## What the exercise asks
Output, word for word, the lines of this listing that fall between the line with "Where can the desert" and the line with "Where can the landscape", counting both of those lines, and no others.

## Data supplied
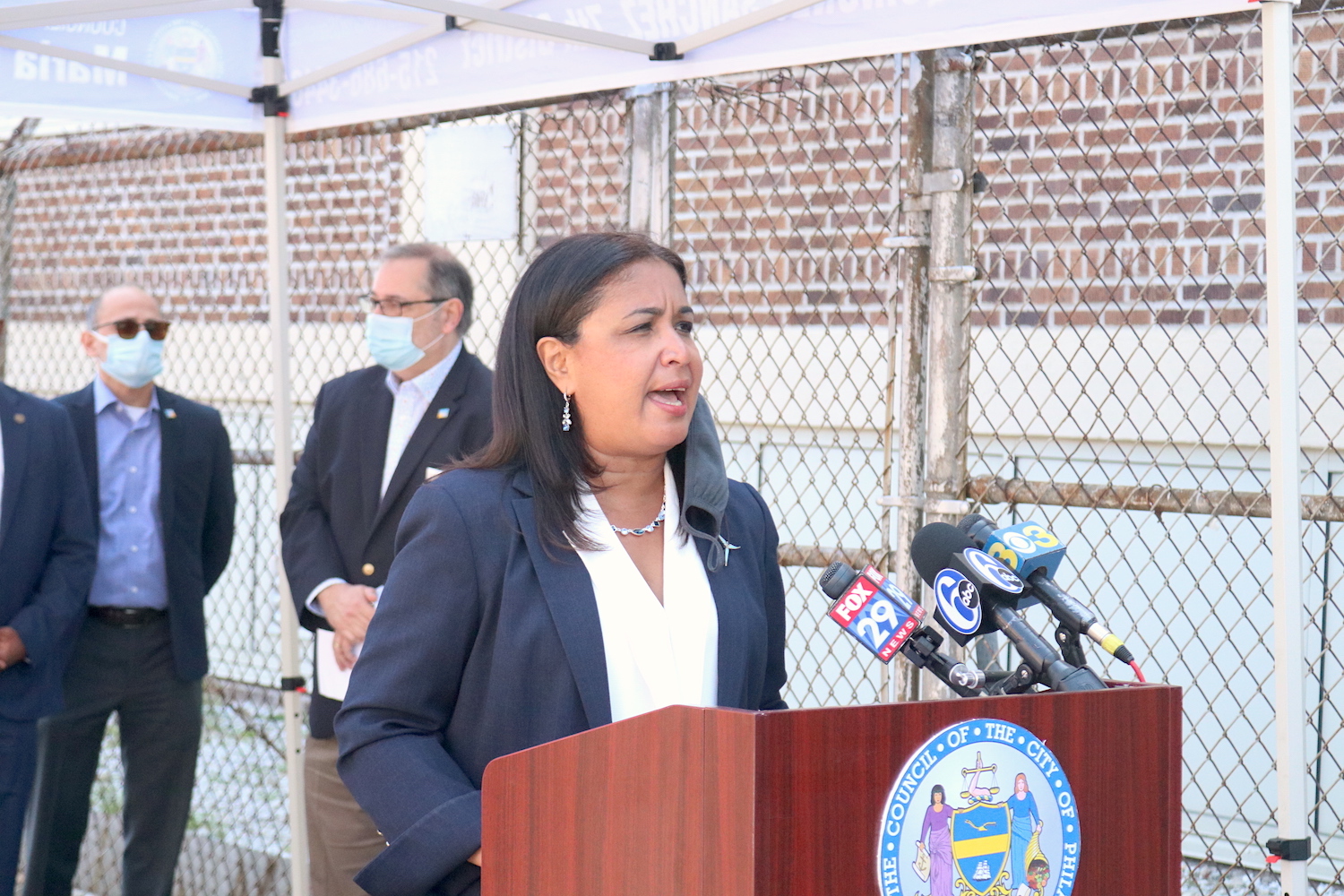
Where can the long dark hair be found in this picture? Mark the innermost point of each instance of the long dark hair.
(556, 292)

---

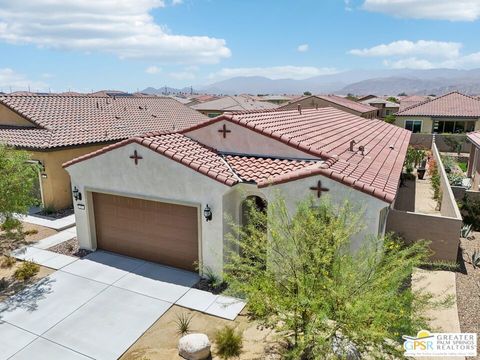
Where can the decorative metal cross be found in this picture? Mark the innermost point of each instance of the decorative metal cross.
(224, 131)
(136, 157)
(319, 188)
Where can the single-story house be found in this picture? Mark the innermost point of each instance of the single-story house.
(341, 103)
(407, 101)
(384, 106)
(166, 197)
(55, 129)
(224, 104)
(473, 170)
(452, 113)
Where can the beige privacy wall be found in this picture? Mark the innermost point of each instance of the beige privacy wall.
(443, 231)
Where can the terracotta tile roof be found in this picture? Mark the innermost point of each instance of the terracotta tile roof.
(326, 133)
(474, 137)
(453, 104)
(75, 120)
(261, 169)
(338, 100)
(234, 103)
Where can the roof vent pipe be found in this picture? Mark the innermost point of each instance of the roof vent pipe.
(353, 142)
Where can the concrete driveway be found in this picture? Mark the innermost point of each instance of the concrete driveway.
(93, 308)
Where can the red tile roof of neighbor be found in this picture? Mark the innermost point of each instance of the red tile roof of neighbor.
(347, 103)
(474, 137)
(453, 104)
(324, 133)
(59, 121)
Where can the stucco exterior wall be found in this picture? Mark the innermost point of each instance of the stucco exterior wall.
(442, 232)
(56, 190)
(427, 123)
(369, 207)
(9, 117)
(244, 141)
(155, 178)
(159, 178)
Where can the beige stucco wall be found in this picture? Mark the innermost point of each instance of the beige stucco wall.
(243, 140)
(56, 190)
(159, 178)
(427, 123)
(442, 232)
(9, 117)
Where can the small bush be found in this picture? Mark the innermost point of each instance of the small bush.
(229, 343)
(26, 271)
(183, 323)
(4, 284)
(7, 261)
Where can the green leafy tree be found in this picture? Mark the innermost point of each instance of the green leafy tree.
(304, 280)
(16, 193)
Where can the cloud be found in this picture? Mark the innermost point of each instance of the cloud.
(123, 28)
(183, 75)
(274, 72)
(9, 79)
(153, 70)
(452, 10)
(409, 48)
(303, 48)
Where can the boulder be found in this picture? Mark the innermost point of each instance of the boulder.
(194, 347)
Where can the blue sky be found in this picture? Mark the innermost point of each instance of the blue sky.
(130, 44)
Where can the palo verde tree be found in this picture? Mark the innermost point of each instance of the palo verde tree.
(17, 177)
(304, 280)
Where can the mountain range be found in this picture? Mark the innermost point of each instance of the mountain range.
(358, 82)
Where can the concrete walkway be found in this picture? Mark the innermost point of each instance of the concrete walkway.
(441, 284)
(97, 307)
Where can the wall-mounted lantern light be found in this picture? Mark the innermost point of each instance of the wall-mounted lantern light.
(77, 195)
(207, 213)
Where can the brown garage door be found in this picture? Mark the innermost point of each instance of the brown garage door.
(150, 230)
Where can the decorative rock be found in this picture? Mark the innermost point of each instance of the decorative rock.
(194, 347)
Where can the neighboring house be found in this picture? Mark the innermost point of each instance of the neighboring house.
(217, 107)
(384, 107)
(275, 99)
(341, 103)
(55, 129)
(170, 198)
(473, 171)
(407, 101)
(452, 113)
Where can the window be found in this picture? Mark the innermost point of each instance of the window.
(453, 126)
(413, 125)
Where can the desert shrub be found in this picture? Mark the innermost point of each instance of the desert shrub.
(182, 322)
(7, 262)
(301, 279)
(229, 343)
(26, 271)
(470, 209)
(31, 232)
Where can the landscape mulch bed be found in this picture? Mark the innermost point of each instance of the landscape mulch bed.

## Written response
Where can the desert shrub be found in this picture? Mark the innermost point of each instance of the desert shrub.
(182, 322)
(7, 262)
(301, 279)
(229, 343)
(26, 271)
(470, 209)
(31, 232)
Where can the landscape mulch bed be found in this picture? Mark the innermost point of each instance of the landscape mulch bed.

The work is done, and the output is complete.